:: Task statement ::
Within the lines below, find those that hold the string "front" and copy each one.

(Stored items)
━━━━━━━━━━━━━━━━

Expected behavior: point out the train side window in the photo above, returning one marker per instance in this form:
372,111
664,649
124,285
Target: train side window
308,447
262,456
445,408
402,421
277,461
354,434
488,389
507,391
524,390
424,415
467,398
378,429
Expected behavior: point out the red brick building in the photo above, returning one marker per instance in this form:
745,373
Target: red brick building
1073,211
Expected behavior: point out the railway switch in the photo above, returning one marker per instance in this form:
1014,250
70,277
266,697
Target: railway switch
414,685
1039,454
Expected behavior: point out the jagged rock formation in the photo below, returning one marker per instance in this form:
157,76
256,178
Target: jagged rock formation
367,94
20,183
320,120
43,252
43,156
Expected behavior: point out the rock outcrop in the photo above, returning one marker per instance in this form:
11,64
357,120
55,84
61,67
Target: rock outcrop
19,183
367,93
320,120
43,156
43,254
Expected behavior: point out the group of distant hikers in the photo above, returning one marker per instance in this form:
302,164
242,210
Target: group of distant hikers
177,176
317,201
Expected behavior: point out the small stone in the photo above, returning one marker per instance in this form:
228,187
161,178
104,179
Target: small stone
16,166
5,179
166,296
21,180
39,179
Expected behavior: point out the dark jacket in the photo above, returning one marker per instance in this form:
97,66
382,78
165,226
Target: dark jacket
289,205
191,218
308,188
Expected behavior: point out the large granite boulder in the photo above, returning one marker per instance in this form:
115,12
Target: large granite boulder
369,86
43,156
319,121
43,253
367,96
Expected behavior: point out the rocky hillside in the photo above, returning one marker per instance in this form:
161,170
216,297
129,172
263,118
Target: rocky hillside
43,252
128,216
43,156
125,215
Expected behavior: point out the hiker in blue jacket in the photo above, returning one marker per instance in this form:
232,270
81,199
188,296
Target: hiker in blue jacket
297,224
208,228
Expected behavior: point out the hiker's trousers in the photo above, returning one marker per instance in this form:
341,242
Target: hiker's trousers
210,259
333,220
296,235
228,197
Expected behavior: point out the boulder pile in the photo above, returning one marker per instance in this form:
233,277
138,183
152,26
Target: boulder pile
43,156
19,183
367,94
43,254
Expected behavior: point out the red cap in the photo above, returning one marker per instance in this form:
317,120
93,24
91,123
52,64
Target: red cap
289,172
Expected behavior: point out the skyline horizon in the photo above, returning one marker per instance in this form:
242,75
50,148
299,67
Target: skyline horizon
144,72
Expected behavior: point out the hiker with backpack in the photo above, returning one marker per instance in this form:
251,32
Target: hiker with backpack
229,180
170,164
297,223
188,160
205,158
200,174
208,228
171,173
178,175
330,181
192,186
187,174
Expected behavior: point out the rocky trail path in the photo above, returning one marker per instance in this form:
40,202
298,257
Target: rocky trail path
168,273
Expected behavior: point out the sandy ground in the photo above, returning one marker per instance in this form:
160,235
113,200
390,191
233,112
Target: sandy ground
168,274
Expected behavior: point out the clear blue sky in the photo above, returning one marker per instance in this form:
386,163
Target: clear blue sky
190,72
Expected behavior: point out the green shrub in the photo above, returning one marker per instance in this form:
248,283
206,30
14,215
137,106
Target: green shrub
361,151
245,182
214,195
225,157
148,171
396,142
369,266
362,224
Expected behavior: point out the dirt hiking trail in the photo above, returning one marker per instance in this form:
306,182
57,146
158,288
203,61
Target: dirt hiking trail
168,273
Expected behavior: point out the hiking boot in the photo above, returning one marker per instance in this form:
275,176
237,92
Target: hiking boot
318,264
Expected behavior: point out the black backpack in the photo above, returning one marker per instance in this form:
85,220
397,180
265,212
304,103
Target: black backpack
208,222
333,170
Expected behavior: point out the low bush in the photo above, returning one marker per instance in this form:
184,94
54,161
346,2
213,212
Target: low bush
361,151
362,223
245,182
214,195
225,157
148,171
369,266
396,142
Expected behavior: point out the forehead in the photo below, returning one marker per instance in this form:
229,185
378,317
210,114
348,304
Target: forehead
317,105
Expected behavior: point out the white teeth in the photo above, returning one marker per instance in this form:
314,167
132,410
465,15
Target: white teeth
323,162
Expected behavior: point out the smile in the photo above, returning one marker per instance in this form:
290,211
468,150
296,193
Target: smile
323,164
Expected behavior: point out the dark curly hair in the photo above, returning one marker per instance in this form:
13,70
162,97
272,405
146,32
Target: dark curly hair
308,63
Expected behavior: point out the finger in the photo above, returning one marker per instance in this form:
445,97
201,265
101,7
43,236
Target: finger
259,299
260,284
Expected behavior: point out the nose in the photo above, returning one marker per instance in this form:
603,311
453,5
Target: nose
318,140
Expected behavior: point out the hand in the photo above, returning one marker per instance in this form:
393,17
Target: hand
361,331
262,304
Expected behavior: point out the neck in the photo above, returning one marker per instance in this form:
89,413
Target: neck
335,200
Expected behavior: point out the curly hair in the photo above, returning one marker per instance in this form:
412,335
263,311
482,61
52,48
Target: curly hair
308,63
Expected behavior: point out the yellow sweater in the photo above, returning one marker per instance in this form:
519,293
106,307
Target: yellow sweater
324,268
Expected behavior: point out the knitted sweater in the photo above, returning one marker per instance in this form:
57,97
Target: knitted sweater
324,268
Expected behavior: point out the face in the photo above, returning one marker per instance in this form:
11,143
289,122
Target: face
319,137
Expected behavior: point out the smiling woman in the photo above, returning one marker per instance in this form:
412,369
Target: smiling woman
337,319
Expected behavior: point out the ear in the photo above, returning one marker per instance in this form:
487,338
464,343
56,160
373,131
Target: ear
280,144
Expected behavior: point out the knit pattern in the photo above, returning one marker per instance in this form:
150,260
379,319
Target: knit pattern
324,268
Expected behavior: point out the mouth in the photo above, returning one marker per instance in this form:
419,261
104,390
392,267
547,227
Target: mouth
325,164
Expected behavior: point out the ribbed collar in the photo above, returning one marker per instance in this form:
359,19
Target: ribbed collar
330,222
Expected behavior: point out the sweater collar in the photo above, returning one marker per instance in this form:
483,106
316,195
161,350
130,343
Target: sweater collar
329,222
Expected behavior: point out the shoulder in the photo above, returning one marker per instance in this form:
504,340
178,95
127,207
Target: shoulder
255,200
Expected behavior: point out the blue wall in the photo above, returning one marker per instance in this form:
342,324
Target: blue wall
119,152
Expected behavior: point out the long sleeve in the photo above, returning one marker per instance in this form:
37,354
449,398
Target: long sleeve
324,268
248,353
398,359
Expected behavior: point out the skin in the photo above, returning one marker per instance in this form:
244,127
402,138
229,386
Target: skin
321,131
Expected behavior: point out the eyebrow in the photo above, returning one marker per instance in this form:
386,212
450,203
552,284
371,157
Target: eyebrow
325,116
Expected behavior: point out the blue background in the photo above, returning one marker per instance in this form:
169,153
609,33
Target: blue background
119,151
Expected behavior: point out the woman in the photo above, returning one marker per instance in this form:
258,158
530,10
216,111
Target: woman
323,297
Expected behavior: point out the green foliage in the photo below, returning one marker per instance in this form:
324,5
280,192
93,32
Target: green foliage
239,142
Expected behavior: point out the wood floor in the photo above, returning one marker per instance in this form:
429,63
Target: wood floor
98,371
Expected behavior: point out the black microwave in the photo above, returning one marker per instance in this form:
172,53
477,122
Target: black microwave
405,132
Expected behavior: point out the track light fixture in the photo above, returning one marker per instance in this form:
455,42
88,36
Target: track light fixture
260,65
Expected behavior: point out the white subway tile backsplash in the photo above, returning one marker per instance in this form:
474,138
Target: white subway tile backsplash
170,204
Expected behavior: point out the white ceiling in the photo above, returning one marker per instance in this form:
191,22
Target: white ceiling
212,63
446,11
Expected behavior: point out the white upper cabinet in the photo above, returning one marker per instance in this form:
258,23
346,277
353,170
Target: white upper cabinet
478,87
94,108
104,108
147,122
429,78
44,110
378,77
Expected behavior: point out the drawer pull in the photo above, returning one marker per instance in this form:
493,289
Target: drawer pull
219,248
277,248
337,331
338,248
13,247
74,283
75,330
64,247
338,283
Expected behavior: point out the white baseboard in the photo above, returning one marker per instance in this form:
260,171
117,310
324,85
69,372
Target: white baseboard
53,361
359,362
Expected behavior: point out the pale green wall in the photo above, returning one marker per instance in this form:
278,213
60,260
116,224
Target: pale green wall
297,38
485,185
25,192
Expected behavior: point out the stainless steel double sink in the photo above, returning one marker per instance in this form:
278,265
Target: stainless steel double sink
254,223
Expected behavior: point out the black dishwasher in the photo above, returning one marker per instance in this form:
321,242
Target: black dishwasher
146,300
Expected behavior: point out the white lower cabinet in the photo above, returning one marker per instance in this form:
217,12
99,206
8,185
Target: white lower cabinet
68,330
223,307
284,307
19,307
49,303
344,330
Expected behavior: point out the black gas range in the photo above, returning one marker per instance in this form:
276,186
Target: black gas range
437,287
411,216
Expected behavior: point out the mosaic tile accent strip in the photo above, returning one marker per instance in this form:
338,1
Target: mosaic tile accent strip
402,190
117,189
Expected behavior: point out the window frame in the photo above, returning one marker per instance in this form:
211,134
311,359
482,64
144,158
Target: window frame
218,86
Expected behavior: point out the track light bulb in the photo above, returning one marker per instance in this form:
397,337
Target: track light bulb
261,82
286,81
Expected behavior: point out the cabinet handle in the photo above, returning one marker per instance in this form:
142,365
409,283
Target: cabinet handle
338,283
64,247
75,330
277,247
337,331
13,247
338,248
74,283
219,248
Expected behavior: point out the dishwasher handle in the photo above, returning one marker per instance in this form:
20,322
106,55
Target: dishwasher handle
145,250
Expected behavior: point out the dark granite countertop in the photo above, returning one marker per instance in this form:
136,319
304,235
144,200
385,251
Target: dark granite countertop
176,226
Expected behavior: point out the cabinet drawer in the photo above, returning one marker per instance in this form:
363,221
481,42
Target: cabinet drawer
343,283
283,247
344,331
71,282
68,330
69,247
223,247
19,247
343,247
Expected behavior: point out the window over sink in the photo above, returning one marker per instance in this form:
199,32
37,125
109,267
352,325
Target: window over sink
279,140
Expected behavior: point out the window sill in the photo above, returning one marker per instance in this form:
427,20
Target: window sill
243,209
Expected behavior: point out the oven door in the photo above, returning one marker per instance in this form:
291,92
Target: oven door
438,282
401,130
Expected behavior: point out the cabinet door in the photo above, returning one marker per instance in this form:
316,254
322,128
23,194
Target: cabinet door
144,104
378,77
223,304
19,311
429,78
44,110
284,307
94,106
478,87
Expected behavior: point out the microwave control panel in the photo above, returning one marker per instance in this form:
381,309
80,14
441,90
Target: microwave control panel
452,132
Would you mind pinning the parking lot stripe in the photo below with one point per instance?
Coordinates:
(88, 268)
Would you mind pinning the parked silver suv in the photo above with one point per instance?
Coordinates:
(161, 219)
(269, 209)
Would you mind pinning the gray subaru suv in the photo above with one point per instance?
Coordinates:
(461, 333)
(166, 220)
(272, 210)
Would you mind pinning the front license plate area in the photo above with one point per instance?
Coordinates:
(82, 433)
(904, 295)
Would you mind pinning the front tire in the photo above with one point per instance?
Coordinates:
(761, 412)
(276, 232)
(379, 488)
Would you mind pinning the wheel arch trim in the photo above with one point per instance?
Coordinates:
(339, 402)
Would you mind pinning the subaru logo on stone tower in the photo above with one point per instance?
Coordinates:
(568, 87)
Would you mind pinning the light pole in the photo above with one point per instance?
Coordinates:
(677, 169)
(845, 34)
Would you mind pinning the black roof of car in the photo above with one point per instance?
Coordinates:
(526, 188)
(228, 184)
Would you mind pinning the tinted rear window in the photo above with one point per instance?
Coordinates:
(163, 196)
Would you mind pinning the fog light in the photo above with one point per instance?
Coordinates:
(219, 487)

━━━━━━━━━━━━━━━━

:: Your solution ::
Would you mind pinning the front license plate area in the photo above with one point per instance?
Would you mind pinning the front tire in the photo above with one point per instance?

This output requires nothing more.